GIVEN DATA –
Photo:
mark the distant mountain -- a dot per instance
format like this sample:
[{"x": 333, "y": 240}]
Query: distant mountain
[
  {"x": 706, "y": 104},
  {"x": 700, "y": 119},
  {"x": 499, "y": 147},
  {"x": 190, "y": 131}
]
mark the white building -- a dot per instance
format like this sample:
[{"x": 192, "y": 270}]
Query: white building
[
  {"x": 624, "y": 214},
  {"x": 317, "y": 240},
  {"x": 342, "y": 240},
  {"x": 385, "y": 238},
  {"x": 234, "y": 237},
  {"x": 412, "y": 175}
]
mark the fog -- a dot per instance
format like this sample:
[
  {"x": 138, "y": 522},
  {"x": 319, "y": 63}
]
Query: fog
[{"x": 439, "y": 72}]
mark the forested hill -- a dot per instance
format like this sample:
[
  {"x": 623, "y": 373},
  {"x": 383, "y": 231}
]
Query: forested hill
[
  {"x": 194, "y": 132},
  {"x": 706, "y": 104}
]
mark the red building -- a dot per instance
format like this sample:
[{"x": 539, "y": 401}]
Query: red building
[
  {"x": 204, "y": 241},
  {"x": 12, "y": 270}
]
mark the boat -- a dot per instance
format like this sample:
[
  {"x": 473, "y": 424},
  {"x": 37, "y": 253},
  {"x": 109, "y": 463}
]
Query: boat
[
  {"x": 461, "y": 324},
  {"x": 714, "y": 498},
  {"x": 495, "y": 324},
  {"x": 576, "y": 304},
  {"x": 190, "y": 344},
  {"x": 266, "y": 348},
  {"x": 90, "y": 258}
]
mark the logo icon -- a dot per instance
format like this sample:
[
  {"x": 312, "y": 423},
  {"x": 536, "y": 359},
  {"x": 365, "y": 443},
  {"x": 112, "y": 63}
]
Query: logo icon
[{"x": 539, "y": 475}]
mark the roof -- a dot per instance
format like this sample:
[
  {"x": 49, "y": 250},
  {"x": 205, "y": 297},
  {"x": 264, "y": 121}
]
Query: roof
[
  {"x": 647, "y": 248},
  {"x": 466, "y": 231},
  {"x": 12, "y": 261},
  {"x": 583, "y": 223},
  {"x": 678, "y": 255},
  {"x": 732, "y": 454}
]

WHAT THE TASK ASKS – Please repeat the whole listing above line for line, with no changes.

FINISHED ANSWER –
Photo:
mark the distant mountain -- a dot per instance
format like this sample:
[{"x": 333, "y": 240}]
Query: distant mountain
[
  {"x": 706, "y": 104},
  {"x": 700, "y": 119},
  {"x": 499, "y": 147},
  {"x": 190, "y": 131}
]
mark the white building -- a dot per instance
format like this sample:
[{"x": 192, "y": 270}]
Query: white building
[
  {"x": 624, "y": 214},
  {"x": 317, "y": 240},
  {"x": 342, "y": 240},
  {"x": 385, "y": 238},
  {"x": 234, "y": 237},
  {"x": 412, "y": 175}
]
mark the fog -- a dot per instance
format like this sample:
[
  {"x": 138, "y": 522},
  {"x": 319, "y": 63}
]
Query: fog
[{"x": 439, "y": 72}]
mark the forested hill -- a dot per instance
format like this sample:
[
  {"x": 623, "y": 373},
  {"x": 383, "y": 231}
]
Query: forested hill
[
  {"x": 194, "y": 132},
  {"x": 706, "y": 104}
]
mark the red building -- a dot per instance
format like this sample:
[{"x": 539, "y": 401}]
Query: red building
[
  {"x": 204, "y": 241},
  {"x": 12, "y": 270}
]
mark the boat -- a dot per instance
format like this sample:
[
  {"x": 473, "y": 424},
  {"x": 37, "y": 253},
  {"x": 109, "y": 463}
]
Query: boat
[
  {"x": 461, "y": 324},
  {"x": 714, "y": 498},
  {"x": 495, "y": 324},
  {"x": 576, "y": 304},
  {"x": 190, "y": 344},
  {"x": 266, "y": 348},
  {"x": 90, "y": 258}
]
mark the logo icon -- a dot per instance
format like this sample:
[
  {"x": 312, "y": 423},
  {"x": 536, "y": 359},
  {"x": 365, "y": 443},
  {"x": 112, "y": 63}
]
Query: logo icon
[{"x": 539, "y": 475}]
mark the roof -- a dot per instance
format like this sample:
[
  {"x": 49, "y": 250},
  {"x": 205, "y": 297},
  {"x": 264, "y": 121}
]
Query: roof
[
  {"x": 647, "y": 248},
  {"x": 466, "y": 231},
  {"x": 12, "y": 261},
  {"x": 583, "y": 223},
  {"x": 678, "y": 255},
  {"x": 732, "y": 454}
]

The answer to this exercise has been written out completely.